_What you have to do_
Reproduce the data below from its beginning through the line containing "<point>166,144</point>", replacing every occurrence of "exercise" with "activity". Keep all other text unchanged.

_Exercise data_
★ ★ ★ ★ ★ ★ ★

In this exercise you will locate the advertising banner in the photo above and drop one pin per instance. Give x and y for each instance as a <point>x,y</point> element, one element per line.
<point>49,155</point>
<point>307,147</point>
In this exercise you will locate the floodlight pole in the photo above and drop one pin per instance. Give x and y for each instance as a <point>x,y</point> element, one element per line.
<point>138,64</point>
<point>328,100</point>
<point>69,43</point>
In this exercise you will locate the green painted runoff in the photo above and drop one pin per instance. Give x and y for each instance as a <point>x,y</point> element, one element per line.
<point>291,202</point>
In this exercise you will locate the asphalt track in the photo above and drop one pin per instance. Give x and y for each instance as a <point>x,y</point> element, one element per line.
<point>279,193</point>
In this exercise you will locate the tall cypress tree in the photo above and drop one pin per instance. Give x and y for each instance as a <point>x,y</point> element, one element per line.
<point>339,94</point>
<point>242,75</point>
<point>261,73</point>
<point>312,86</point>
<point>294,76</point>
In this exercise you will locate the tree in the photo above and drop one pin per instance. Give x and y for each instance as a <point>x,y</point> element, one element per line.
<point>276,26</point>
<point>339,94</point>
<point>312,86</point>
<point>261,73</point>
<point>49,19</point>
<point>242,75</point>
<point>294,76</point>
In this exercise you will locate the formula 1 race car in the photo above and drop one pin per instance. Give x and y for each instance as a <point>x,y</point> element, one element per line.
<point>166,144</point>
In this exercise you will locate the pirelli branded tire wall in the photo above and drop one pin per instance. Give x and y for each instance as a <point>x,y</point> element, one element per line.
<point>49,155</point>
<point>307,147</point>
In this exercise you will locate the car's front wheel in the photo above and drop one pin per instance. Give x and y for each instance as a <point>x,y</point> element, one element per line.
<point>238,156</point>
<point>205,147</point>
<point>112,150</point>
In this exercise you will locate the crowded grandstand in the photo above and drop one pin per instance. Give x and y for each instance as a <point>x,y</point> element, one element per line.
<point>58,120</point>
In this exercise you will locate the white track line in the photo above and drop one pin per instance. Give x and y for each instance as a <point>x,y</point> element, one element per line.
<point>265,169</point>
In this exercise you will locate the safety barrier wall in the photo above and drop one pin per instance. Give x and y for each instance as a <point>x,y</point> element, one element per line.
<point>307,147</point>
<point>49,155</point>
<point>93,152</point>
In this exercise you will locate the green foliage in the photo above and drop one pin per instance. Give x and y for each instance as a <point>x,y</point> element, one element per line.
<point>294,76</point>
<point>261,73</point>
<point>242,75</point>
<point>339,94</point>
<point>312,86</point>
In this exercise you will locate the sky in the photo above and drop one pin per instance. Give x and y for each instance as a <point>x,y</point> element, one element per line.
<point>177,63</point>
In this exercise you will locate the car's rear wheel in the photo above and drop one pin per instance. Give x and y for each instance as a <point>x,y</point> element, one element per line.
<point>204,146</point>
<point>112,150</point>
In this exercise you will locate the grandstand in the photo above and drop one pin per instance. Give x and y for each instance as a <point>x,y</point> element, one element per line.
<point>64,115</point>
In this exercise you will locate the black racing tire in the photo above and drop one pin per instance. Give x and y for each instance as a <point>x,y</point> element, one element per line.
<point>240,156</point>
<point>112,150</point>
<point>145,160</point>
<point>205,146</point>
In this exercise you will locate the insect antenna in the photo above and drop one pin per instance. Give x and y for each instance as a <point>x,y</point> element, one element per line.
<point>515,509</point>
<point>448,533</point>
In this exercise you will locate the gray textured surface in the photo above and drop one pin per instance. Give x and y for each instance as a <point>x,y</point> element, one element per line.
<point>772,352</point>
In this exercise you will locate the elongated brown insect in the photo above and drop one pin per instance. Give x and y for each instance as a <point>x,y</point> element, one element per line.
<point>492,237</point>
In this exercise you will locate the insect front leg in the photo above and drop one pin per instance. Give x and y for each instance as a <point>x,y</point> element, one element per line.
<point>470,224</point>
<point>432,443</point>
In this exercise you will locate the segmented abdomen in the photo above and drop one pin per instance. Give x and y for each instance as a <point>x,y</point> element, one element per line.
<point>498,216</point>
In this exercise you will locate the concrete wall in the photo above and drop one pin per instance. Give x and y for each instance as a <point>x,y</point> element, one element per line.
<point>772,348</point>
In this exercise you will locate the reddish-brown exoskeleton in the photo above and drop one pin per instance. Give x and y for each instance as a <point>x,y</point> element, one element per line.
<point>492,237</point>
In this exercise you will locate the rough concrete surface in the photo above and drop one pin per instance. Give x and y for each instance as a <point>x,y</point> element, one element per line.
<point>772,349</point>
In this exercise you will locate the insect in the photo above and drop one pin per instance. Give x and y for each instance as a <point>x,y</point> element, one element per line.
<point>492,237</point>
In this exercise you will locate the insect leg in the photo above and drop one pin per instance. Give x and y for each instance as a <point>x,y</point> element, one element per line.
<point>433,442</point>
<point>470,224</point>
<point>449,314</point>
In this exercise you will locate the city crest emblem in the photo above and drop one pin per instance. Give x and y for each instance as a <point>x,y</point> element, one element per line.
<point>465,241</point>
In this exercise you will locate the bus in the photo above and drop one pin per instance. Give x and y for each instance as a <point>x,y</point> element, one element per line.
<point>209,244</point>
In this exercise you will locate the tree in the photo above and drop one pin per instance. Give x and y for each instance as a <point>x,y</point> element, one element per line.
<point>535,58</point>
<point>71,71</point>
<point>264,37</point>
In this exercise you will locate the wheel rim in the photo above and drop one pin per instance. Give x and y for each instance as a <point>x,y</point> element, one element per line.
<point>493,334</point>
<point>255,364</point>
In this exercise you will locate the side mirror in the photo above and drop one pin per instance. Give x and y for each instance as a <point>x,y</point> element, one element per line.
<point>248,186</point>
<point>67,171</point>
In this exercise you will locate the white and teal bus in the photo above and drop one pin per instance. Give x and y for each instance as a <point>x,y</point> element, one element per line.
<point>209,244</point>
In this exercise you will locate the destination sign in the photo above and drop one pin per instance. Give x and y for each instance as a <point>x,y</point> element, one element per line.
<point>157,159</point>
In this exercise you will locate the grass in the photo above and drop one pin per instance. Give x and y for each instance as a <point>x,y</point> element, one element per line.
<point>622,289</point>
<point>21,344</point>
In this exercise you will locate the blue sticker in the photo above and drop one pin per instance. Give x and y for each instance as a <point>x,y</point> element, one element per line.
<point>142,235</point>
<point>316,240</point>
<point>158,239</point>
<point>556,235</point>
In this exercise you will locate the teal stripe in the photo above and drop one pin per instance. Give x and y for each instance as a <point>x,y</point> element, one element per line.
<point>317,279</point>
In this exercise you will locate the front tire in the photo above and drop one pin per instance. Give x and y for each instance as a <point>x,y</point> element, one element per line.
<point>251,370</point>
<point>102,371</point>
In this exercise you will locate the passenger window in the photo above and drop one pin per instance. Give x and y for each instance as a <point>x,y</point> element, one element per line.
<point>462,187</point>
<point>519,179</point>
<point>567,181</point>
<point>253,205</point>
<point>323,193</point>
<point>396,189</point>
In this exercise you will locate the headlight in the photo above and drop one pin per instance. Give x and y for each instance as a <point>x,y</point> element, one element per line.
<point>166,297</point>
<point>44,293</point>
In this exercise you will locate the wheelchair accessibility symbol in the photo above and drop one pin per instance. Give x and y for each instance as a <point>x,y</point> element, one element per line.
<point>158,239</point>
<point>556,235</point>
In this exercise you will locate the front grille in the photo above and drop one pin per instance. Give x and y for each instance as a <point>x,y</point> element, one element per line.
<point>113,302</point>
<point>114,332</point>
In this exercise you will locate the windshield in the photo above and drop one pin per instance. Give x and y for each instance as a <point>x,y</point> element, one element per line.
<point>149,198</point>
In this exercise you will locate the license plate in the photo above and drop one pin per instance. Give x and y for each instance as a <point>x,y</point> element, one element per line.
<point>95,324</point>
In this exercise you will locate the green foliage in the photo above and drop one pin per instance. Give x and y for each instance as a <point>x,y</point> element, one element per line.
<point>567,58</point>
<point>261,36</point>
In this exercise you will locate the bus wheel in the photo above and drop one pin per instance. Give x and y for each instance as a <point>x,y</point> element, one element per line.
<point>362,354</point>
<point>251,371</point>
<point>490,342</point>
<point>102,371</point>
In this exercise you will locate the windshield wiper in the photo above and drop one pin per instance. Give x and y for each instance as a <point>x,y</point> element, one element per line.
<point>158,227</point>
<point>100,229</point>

★ ★ ★ ★ ★ ★ ★

_Final answer_
In this activity you will locate the advertising banner in the photo above and drop one pin per instance. Give x and y for each instance as a <point>x,y</point> element, one element per line.
<point>49,155</point>
<point>307,147</point>
In this activity you will locate the floodlight pole in the photo above and drop one pin per instance. Give x and y for each instance as a <point>x,y</point> element, one element per line.
<point>138,64</point>
<point>328,100</point>
<point>69,43</point>
In this activity you will locate the green painted runoff in the photo above and drop one pin per instance. Give x and y for each instance as a <point>x,y</point> element, one element per line.
<point>291,202</point>
In this activity you will locate the asphalt track in the photo above and drop one pin per instance. Give x and y for each instance as a <point>x,y</point> element, one element per line.
<point>279,193</point>
In this activity you will locate the tall cypress tree in the photo above and drop one pin per instance. Give x and y for each instance as a <point>x,y</point> element, one element per line.
<point>339,94</point>
<point>242,75</point>
<point>261,73</point>
<point>312,86</point>
<point>294,76</point>
In this activity you will locate the tree in the photo above and drop one pin per instance. Give x and y for each instance as a <point>x,y</point> element, one element per line.
<point>276,26</point>
<point>339,94</point>
<point>312,86</point>
<point>261,73</point>
<point>49,19</point>
<point>242,75</point>
<point>294,76</point>
In this activity you will locate the formula 1 race car in the photo above and drop one pin per instance. Give x and y for each instance as a <point>x,y</point> element, one element per line.
<point>166,144</point>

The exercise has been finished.